[Start of PROVIDED MATERIAL]
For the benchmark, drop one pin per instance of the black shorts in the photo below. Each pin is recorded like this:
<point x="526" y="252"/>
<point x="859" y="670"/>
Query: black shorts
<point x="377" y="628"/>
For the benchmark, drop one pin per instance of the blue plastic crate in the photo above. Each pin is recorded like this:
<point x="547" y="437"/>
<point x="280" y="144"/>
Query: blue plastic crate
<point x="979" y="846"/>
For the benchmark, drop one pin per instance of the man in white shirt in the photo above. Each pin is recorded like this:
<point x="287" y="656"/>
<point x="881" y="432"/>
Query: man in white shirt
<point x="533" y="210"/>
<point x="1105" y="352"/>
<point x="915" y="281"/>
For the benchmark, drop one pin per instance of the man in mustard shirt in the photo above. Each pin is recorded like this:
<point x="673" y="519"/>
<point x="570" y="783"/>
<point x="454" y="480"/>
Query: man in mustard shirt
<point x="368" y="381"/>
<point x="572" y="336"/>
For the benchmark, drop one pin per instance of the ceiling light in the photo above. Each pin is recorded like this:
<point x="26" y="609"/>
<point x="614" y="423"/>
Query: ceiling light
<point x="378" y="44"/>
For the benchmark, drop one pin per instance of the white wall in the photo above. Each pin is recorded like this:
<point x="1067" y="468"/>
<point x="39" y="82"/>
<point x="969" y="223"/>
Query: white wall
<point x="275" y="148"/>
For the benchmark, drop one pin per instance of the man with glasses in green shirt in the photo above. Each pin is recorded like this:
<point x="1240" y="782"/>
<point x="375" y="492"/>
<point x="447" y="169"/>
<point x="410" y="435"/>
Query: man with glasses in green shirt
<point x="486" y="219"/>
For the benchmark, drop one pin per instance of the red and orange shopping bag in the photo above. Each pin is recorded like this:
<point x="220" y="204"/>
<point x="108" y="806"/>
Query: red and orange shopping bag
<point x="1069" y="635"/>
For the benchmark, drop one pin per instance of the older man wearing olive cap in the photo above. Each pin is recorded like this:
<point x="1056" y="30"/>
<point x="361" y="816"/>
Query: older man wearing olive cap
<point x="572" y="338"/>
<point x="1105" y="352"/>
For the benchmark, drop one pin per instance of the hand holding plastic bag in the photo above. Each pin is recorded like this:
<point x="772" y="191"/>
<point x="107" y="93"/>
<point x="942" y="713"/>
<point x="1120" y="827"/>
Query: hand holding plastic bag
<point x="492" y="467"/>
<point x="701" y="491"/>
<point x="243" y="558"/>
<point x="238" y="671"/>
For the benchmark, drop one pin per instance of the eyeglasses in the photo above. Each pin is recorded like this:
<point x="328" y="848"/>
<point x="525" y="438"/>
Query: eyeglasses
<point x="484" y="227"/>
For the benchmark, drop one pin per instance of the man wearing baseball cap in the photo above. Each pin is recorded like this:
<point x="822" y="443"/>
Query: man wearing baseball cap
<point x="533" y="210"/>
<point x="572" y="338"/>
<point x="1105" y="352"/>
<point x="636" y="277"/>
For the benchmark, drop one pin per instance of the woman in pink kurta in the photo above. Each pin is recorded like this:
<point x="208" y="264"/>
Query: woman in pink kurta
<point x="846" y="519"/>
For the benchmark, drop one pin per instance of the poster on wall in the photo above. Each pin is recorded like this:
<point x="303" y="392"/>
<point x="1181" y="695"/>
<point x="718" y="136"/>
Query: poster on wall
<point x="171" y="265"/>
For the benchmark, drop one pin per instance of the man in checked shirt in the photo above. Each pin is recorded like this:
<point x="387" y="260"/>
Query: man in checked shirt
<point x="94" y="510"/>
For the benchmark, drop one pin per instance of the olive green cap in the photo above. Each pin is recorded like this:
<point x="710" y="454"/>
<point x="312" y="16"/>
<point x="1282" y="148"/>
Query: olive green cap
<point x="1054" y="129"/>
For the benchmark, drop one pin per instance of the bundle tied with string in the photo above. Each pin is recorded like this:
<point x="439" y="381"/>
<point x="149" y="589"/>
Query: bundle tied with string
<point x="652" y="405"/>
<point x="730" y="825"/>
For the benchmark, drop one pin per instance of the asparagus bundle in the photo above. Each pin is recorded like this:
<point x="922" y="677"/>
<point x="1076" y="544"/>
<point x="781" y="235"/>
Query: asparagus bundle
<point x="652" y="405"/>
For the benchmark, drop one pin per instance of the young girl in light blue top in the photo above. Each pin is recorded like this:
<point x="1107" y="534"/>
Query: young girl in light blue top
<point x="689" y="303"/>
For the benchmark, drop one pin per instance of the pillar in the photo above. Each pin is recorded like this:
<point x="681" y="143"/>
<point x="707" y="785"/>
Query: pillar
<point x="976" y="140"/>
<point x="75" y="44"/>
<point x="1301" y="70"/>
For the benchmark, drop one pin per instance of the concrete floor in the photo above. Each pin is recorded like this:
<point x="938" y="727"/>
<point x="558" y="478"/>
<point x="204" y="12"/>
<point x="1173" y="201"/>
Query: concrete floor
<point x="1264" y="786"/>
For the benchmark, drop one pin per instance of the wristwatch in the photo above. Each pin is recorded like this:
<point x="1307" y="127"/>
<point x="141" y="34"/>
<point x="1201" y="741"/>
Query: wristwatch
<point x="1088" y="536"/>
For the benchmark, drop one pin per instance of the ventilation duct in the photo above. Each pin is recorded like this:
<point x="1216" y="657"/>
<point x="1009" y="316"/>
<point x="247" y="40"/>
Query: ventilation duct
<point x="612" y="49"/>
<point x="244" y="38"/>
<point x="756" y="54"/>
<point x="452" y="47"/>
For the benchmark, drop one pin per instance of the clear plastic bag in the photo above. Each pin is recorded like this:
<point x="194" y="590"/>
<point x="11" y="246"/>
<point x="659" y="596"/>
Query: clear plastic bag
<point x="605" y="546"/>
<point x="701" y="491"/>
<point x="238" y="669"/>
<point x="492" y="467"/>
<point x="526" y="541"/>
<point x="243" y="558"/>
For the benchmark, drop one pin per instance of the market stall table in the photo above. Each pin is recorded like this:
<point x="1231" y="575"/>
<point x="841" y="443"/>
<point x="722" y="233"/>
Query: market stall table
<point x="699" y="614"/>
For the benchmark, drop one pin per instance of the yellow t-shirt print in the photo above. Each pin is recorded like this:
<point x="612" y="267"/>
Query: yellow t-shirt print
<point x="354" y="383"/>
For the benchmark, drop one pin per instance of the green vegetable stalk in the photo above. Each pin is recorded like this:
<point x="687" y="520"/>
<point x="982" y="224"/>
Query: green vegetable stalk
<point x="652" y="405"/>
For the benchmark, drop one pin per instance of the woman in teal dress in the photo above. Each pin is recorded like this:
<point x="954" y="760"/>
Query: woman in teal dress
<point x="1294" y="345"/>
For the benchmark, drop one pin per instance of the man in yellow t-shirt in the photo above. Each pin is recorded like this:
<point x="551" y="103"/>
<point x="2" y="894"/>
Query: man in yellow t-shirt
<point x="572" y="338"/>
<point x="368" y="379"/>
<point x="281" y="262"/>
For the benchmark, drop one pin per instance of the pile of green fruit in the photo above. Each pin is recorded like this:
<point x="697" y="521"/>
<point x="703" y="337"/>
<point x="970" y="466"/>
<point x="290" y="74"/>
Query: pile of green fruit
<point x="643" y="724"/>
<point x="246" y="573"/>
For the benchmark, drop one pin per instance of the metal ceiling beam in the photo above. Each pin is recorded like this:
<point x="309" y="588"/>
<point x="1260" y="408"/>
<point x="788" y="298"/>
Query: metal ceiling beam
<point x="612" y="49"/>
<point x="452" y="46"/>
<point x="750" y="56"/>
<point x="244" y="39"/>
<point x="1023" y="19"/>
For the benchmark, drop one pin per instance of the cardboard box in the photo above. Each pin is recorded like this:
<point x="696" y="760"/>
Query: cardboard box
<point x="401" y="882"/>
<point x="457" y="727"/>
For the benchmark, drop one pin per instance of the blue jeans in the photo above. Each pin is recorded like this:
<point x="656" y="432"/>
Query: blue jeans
[End of PROVIDED MATERIAL]
**PROBLEM DETAILS**
Repeat exactly, and only, the lines from the line containing "For the benchmark, drop one pin per instance of the metal" through the last line of the records above, both included.

**ANSWER FOR THIS EXERCISE**
For the benchmark, drop one pin per instance of the metal ceiling beam in the photo above. Each pin is recorded like this:
<point x="309" y="588"/>
<point x="1260" y="408"/>
<point x="788" y="298"/>
Query: metal ceiling beam
<point x="612" y="49"/>
<point x="452" y="46"/>
<point x="750" y="56"/>
<point x="244" y="39"/>
<point x="1023" y="19"/>
For the benchmark, drop one pin per instance of the cardboard box in the photo above. Each pin is recorded like this:
<point x="696" y="760"/>
Query: cardboard box
<point x="401" y="882"/>
<point x="457" y="727"/>
For the benchmark, drop one pin per instance of the blue jeans in the photo above. Each pin is recorded like this:
<point x="656" y="432"/>
Query: blue jeans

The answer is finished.